Natural-language object grounding data
- Opening Delimiter -

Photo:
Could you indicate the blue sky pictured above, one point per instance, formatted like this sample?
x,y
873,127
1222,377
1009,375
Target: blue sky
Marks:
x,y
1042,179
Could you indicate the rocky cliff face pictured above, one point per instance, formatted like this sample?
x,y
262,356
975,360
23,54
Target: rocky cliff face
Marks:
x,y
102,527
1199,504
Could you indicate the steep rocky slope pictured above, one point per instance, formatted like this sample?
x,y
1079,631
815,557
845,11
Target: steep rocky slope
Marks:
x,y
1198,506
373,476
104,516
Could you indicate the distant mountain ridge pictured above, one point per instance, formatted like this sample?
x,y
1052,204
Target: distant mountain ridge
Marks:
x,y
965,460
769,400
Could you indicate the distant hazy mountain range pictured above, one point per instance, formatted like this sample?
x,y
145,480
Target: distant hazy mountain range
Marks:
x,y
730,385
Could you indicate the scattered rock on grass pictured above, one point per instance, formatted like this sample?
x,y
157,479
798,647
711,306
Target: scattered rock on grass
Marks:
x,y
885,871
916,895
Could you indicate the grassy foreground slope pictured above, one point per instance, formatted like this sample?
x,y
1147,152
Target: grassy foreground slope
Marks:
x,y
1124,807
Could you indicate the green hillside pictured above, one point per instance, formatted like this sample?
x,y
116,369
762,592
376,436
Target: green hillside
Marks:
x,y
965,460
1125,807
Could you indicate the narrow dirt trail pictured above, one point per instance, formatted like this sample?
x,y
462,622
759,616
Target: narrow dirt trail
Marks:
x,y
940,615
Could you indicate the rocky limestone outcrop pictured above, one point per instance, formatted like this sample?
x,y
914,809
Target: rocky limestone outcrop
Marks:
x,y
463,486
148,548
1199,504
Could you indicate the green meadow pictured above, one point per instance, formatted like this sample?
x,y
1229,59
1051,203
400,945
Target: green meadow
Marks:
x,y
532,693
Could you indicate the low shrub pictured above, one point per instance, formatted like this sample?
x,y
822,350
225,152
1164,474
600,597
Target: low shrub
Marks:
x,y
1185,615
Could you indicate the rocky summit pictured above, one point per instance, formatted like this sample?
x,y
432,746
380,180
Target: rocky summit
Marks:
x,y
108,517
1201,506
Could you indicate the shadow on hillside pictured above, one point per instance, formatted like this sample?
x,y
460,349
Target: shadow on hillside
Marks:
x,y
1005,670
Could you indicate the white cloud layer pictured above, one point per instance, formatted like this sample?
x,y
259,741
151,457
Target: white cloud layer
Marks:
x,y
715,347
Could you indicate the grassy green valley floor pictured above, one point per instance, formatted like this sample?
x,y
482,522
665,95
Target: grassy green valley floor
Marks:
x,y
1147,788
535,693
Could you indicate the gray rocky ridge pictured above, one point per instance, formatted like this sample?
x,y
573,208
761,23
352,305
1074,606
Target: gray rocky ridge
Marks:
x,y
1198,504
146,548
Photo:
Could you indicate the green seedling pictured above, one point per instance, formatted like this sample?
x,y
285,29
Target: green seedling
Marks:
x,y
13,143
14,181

- Closing Delimiter -

Task objective » Report how many lines in the entries hold the string "outcrop". Nothing but the number is wanted.

Answer below » 2